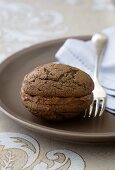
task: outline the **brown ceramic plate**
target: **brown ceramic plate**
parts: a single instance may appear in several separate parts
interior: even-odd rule
[[[82,40],[87,37],[77,37]],[[36,119],[22,105],[20,87],[23,77],[39,64],[54,61],[56,51],[64,39],[48,41],[24,49],[5,60],[0,65],[0,105],[1,110],[20,125],[38,133],[77,142],[107,142],[115,140],[115,116],[105,112],[100,118],[78,117],[64,122],[45,122]]]

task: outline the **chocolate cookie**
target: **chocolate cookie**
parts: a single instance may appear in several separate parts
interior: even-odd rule
[[[83,112],[92,102],[94,84],[80,69],[49,63],[24,78],[23,104],[38,117],[62,120]]]

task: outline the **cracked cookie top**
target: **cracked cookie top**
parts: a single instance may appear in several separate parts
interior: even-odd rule
[[[82,97],[91,94],[94,83],[78,68],[48,63],[27,74],[22,89],[31,96]]]

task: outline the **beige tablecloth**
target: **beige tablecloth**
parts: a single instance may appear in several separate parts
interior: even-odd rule
[[[0,62],[34,43],[115,24],[112,0],[1,0]],[[115,170],[115,145],[71,144],[23,128],[0,112],[0,170]]]

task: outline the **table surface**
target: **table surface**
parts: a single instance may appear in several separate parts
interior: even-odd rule
[[[113,0],[0,1],[0,62],[32,44],[115,25]],[[114,144],[56,141],[0,112],[0,170],[115,170]]]

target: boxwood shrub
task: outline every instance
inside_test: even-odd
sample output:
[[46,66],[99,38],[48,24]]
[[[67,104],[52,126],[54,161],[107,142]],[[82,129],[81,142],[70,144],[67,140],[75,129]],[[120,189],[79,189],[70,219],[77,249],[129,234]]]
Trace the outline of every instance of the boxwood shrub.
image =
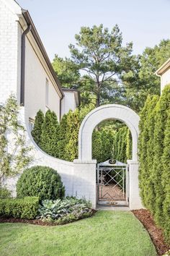
[[65,188],[61,176],[52,168],[33,166],[24,171],[17,184],[18,198],[38,197],[40,200],[63,198]]
[[23,199],[0,199],[0,216],[32,219],[36,217],[39,198],[27,197]]

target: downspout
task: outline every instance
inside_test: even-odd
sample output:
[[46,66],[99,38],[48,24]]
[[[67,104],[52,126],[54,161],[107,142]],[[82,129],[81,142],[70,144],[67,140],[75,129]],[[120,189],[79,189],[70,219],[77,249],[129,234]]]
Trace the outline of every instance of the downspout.
[[61,108],[62,108],[62,100],[63,100],[63,96],[60,99],[60,118],[59,118],[59,119],[60,119],[60,121],[61,121],[61,111],[62,111],[62,109],[61,109]]
[[21,92],[20,92],[20,105],[24,106],[24,77],[25,77],[25,37],[31,30],[31,25],[22,35],[22,51],[21,51]]

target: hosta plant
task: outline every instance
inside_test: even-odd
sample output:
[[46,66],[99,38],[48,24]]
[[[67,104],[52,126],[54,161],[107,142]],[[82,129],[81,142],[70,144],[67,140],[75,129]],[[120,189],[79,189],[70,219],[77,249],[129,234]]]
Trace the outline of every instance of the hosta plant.
[[42,201],[37,218],[57,223],[71,222],[92,214],[89,202],[76,197],[66,197],[63,200],[45,200]]

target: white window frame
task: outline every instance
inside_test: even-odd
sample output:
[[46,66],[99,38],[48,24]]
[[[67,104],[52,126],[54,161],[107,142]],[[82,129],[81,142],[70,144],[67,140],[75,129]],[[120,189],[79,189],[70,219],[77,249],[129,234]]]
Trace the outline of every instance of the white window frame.
[[35,119],[33,119],[31,117],[29,117],[29,127],[30,127],[30,131],[32,132],[33,128],[34,128],[34,124],[35,124]]

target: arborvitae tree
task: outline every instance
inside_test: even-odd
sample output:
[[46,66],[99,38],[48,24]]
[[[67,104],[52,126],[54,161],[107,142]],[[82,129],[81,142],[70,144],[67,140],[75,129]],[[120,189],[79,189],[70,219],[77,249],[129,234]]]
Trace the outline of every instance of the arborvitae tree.
[[126,135],[126,160],[132,159],[132,148],[133,148],[133,141],[132,141],[132,135],[129,129],[128,129],[127,135]]
[[170,243],[170,112],[168,116],[162,155],[162,188],[164,192],[163,204],[163,226],[168,242]]
[[103,129],[99,132],[101,134],[102,140],[102,148],[100,153],[102,157],[100,162],[104,162],[112,158],[112,150],[115,135],[113,132],[107,129]]
[[48,154],[58,157],[59,140],[59,124],[55,112],[48,110],[42,126],[40,148]]
[[139,155],[139,187],[140,194],[144,205],[146,205],[146,182],[147,181],[147,142],[148,141],[148,112],[151,101],[151,95],[148,95],[144,108],[140,113],[140,119],[139,123],[139,140],[138,140],[138,155]]
[[117,159],[117,148],[118,148],[118,132],[114,137],[113,148],[112,148],[112,159]]
[[163,221],[163,201],[164,198],[161,184],[162,162],[165,126],[170,111],[170,85],[166,85],[156,106],[156,125],[154,132],[154,158],[153,179],[156,193],[153,213],[156,221],[161,224]]
[[126,158],[126,147],[127,147],[127,133],[128,127],[124,127],[122,129],[122,143],[120,152],[120,161],[122,163],[125,163],[127,161]]
[[58,158],[65,160],[67,129],[67,114],[64,114],[60,123],[59,141],[58,142]]
[[80,127],[79,111],[70,111],[67,116],[65,160],[73,161],[78,158],[78,137]]
[[147,156],[144,160],[147,164],[146,169],[145,171],[146,182],[143,182],[145,186],[145,206],[148,208],[151,212],[153,208],[155,201],[155,191],[152,179],[153,171],[153,162],[154,154],[154,129],[155,129],[155,116],[156,116],[156,106],[158,101],[158,96],[154,95],[152,97],[150,106],[148,111],[148,140],[146,142],[147,143]]
[[32,136],[37,145],[40,145],[42,134],[42,125],[44,121],[44,114],[41,110],[37,111],[35,119],[34,128],[31,132]]
[[102,140],[101,132],[94,130],[92,135],[92,158],[97,159],[97,163],[102,162]]

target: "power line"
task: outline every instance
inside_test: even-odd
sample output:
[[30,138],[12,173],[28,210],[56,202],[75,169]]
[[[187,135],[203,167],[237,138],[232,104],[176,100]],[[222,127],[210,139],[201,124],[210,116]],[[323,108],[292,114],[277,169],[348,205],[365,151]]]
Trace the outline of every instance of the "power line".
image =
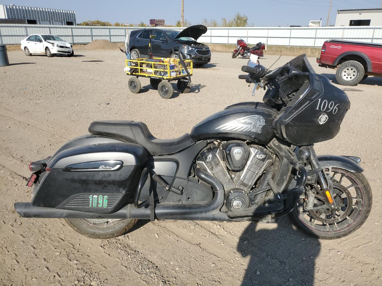
[[273,1],[274,2],[278,2],[280,3],[285,3],[286,4],[288,4],[290,5],[298,5],[300,6],[310,6],[311,7],[326,7],[326,6],[319,6],[318,5],[306,5],[304,4],[299,4],[298,3],[291,3],[290,2],[284,2],[283,1],[279,1],[277,0],[269,0],[270,1]]

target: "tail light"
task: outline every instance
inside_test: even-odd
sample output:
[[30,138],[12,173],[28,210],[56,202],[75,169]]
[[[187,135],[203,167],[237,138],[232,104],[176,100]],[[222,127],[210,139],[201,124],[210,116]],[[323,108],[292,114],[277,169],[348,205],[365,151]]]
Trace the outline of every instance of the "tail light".
[[321,53],[323,54],[325,53],[325,50],[326,50],[326,45],[323,45],[322,48],[321,49]]
[[29,163],[29,170],[33,173],[38,172],[44,169],[45,165],[40,162],[31,162]]
[[28,181],[28,183],[27,183],[27,186],[31,187],[33,185],[33,184],[36,181],[36,179],[37,178],[37,175],[36,174],[33,174],[31,176],[31,177],[29,178],[29,180]]

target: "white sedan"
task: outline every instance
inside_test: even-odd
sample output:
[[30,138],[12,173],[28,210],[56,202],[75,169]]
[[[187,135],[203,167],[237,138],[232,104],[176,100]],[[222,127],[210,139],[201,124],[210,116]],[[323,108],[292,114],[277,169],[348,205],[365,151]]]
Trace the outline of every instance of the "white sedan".
[[27,56],[33,54],[45,54],[49,58],[53,55],[74,55],[73,46],[57,36],[31,35],[21,41],[21,50]]

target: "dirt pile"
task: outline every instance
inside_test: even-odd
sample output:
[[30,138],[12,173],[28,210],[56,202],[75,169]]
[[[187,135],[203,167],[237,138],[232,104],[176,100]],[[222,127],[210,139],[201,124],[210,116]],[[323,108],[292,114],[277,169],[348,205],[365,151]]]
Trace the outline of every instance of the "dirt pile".
[[119,50],[115,44],[107,40],[95,40],[81,48],[81,50]]

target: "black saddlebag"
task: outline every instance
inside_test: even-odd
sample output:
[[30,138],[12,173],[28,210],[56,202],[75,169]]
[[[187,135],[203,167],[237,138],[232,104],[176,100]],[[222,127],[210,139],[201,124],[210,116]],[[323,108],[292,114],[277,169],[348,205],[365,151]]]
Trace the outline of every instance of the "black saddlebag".
[[105,143],[70,148],[48,162],[35,206],[108,214],[136,190],[147,152],[139,145]]

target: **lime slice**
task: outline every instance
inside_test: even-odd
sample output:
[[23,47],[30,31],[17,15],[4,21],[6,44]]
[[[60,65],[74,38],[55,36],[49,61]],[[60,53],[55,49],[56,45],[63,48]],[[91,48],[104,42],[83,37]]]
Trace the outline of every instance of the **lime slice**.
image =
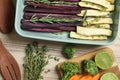
[[103,74],[100,80],[118,80],[118,77],[116,74],[112,72],[108,72],[108,73]]
[[112,54],[107,51],[101,51],[95,56],[95,63],[101,69],[108,69],[112,67],[114,59]]

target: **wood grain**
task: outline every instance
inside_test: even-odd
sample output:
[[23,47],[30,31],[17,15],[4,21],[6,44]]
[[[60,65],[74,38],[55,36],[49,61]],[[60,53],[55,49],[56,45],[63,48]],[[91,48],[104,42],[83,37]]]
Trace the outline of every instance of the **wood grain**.
[[[34,41],[34,39],[25,38],[20,35],[18,35],[15,31],[13,31],[10,34],[2,34],[0,33],[0,39],[2,40],[4,46],[7,48],[7,50],[13,55],[13,57],[16,59],[16,61],[19,64],[22,79],[24,80],[24,57],[25,57],[25,46],[27,43],[30,43]],[[120,68],[120,33],[118,34],[117,39],[114,41],[112,45],[108,46],[95,46],[95,45],[82,45],[77,44],[77,52],[74,55],[74,57],[78,57],[81,55],[84,55],[86,53],[89,53],[91,51],[103,48],[103,47],[109,47],[113,50],[115,58],[117,60],[117,64]],[[58,73],[56,71],[56,65],[60,62],[63,62],[67,60],[62,54],[62,48],[65,45],[65,43],[61,42],[52,42],[52,41],[45,41],[45,40],[38,40],[39,46],[47,45],[49,52],[47,54],[50,54],[51,56],[56,56],[60,58],[60,61],[54,61],[51,60],[50,63],[46,66],[46,69],[50,69],[51,71],[47,74],[44,74],[43,80],[59,80]],[[0,77],[0,80],[3,80],[2,77]]]

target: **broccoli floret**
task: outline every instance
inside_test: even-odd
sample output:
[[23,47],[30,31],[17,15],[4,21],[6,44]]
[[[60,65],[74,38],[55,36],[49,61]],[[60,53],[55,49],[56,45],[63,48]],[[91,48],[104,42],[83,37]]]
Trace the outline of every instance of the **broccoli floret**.
[[76,53],[76,48],[73,44],[67,44],[63,47],[63,54],[68,58],[73,58]]
[[63,70],[62,80],[69,80],[72,75],[82,72],[80,64],[77,62],[64,62],[61,69]]
[[96,75],[98,73],[98,67],[96,66],[95,62],[92,60],[83,60],[83,66],[85,72]]

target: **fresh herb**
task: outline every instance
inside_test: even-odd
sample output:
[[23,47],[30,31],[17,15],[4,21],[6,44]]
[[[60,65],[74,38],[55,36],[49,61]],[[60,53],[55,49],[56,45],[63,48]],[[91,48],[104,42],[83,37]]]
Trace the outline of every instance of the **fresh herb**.
[[64,62],[61,69],[64,73],[62,80],[69,80],[72,75],[82,72],[80,64],[77,62]]
[[73,44],[66,44],[63,47],[63,55],[68,59],[73,58],[74,54],[76,53],[76,47]]
[[85,72],[91,75],[96,75],[98,73],[97,65],[92,60],[83,60],[83,66],[84,66]]
[[77,2],[65,2],[65,1],[50,1],[50,0],[28,0],[32,2],[45,3],[45,4],[69,4],[69,5],[77,5]]
[[46,23],[62,23],[62,22],[76,22],[76,21],[84,21],[84,19],[81,18],[60,18],[60,17],[51,17],[51,16],[46,16],[42,18],[35,17],[33,15],[30,19],[31,22],[46,22]]
[[48,65],[49,60],[53,59],[47,55],[48,49],[46,46],[38,47],[38,42],[34,41],[26,46],[26,56],[24,63],[25,80],[42,80],[42,73],[45,71],[45,66]]

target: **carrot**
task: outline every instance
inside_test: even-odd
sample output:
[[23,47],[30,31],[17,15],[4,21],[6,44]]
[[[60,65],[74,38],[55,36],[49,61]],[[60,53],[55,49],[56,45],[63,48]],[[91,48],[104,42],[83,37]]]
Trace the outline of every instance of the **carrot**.
[[86,74],[86,75],[83,75],[80,80],[91,80],[93,78],[92,75],[90,74]]
[[80,80],[80,75],[75,74],[69,80]]
[[100,79],[100,73],[98,73],[97,75],[93,76],[93,78],[91,80],[99,80]]

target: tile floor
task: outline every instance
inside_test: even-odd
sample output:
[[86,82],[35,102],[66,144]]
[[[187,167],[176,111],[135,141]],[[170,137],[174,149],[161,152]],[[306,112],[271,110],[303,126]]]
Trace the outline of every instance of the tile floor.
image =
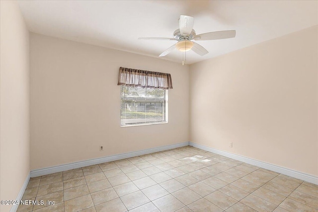
[[31,178],[18,212],[318,212],[318,185],[187,146]]

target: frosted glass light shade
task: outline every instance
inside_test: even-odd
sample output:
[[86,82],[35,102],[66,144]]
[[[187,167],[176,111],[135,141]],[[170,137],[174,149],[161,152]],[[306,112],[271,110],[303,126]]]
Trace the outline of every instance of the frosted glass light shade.
[[192,41],[188,40],[179,41],[175,45],[175,47],[176,47],[178,51],[182,52],[190,51],[193,46],[193,43],[192,43]]

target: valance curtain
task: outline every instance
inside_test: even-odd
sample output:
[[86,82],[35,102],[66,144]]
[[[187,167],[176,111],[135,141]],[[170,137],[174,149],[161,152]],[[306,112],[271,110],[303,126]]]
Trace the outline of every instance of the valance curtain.
[[172,89],[170,73],[120,67],[118,85],[148,88]]

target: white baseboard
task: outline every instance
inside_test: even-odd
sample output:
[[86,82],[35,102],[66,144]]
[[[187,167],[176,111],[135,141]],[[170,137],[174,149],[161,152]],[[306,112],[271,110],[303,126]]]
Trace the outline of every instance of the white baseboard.
[[318,177],[199,144],[191,141],[189,142],[189,145],[318,185]]
[[128,158],[129,157],[135,157],[136,156],[150,154],[151,153],[157,152],[160,151],[164,151],[165,150],[171,149],[172,148],[180,147],[181,146],[187,146],[188,145],[189,141],[186,141],[182,143],[167,145],[163,146],[151,148],[147,149],[141,150],[139,151],[116,154],[114,155],[107,156],[99,158],[91,159],[89,160],[84,160],[82,161],[75,162],[74,163],[60,165],[48,168],[35,169],[31,171],[31,177],[35,177],[39,176],[45,175],[46,174],[53,174],[54,173],[59,172],[63,171],[67,171],[68,170],[76,169],[77,168],[81,168],[85,166],[98,164],[99,163],[106,163],[107,162],[120,160],[121,159]]
[[[30,176],[30,173],[29,172],[29,174],[28,174],[28,176],[26,176],[26,178],[25,178],[25,180],[23,183],[23,185],[22,185],[22,187],[21,188],[21,189],[20,189],[20,191],[19,192],[19,194],[18,194],[18,196],[16,196],[16,198],[15,198],[14,200],[17,200],[20,202],[20,201],[22,199],[23,194],[24,194],[24,192],[25,191],[25,189],[26,189],[28,183],[29,183]],[[10,212],[15,212],[16,210],[18,210],[18,207],[19,205],[12,205],[12,207],[11,207],[11,209],[10,209]]]

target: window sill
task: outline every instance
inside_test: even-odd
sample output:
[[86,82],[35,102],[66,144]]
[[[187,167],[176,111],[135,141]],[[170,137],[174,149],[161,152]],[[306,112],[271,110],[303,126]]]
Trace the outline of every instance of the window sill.
[[138,124],[136,125],[127,125],[120,126],[120,127],[125,128],[125,127],[128,127],[143,126],[147,126],[147,125],[160,125],[162,124],[168,124],[168,122],[158,122],[158,123],[146,123],[146,124]]

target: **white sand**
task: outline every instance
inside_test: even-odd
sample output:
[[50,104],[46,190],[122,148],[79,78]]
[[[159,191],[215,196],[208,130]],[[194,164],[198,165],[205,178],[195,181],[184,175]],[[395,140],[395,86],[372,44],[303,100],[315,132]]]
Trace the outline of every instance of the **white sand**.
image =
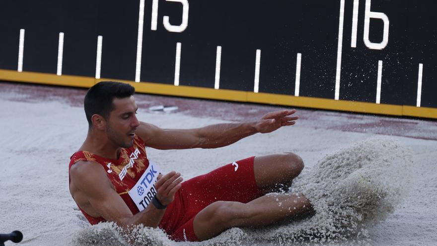
[[[139,111],[141,120],[166,128],[221,122]],[[332,114],[333,121],[344,120]],[[20,245],[124,244],[111,224],[89,226],[69,192],[69,158],[87,128],[83,109],[57,99],[30,103],[0,98],[0,233],[21,231]],[[375,139],[370,133],[315,129],[302,120],[218,149],[147,151],[163,170],[180,171],[186,180],[252,155],[296,153],[306,168],[292,191],[307,192],[321,212],[309,220],[272,228],[234,228],[197,243],[175,243],[159,230],[140,229],[139,245],[251,245],[254,240],[258,245],[289,245],[311,233],[318,236],[312,242],[325,241],[322,245],[339,238],[340,243],[371,245],[437,242],[435,141],[381,135]],[[344,214],[339,213],[345,206]]]

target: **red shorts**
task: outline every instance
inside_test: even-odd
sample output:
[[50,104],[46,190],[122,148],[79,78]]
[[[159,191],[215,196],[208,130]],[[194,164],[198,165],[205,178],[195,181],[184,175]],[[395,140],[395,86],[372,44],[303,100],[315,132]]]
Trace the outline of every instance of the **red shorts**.
[[159,227],[175,241],[198,241],[193,222],[202,209],[217,201],[246,203],[262,196],[255,180],[254,158],[238,161],[183,182]]

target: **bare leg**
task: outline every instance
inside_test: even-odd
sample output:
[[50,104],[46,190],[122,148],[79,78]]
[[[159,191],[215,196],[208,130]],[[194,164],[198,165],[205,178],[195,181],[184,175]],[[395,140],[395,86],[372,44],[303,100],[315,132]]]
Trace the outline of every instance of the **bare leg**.
[[311,203],[303,195],[268,195],[247,203],[218,201],[196,216],[194,232],[199,240],[206,240],[232,227],[260,227],[312,212]]
[[264,194],[287,191],[303,166],[302,159],[291,153],[256,157],[253,162],[255,181]]

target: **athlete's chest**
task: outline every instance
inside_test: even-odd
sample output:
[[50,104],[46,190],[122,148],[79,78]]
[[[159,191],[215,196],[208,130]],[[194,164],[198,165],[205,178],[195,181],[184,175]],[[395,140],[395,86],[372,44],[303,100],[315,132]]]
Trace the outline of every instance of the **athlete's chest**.
[[144,148],[134,146],[123,149],[117,160],[104,164],[108,177],[116,190],[127,191],[138,181],[149,165]]

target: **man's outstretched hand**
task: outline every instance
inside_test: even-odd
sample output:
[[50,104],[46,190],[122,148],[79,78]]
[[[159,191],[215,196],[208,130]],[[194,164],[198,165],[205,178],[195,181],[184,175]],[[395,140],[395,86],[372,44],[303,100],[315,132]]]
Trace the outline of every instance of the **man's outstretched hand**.
[[174,199],[174,194],[181,187],[182,180],[181,174],[174,171],[164,175],[160,173],[158,175],[158,180],[155,183],[156,198],[162,205],[166,206],[171,203]]
[[257,122],[255,127],[258,132],[268,133],[282,126],[292,126],[299,118],[299,116],[291,116],[295,112],[295,109],[271,112],[263,116]]

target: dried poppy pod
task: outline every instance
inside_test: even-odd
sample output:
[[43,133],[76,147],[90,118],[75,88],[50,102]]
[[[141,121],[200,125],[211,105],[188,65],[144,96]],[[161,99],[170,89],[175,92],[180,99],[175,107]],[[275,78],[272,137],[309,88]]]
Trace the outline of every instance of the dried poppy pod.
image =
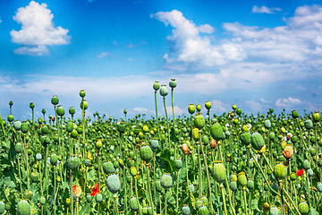
[[211,149],[215,149],[216,146],[216,142],[215,139],[212,139],[212,140],[210,141],[210,148],[211,148]]

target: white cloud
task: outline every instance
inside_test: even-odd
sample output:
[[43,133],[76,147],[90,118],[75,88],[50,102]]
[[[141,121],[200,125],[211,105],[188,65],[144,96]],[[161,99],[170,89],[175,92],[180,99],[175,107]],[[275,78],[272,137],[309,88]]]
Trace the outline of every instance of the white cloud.
[[108,56],[111,56],[112,54],[110,52],[102,52],[101,54],[97,55],[97,57],[103,58]]
[[229,60],[240,61],[246,58],[242,48],[236,43],[212,45],[210,38],[200,36],[199,33],[213,33],[215,29],[209,24],[196,26],[177,10],[158,12],[152,17],[163,22],[165,26],[170,24],[174,28],[167,40],[178,55],[173,58],[167,55],[167,59],[171,59],[167,62],[214,66],[224,64]]
[[16,55],[47,56],[49,54],[49,50],[46,46],[26,46],[14,49],[13,53]]
[[222,102],[221,100],[211,100],[211,109],[210,111],[216,111],[218,113],[227,112],[229,111],[230,106]]
[[[52,22],[54,15],[47,7],[45,3],[39,4],[31,1],[26,7],[18,9],[13,20],[21,24],[21,30],[19,31],[13,30],[10,34],[13,43],[21,44],[27,47],[23,47],[22,51],[16,52],[23,53],[23,55],[41,56],[47,54],[48,49],[38,46],[69,43],[71,39],[71,36],[67,35],[69,30],[60,26],[54,27]],[[35,51],[39,53],[35,54]],[[41,51],[45,51],[45,53],[43,54]]]
[[299,99],[293,99],[289,97],[288,99],[278,99],[275,101],[275,106],[277,107],[290,107],[292,105],[301,104],[301,101]]
[[273,13],[274,11],[281,11],[281,8],[278,8],[278,7],[268,8],[264,5],[261,7],[258,7],[258,6],[254,5],[251,10],[252,13],[269,13],[269,14]]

###

Copy out every line of the rows above that contains the word "window", matching case exactly.

target: white window frame
Trace the outline of every instance of the white window frame.
target: window sill
Trace the outline of every instance of the window sill.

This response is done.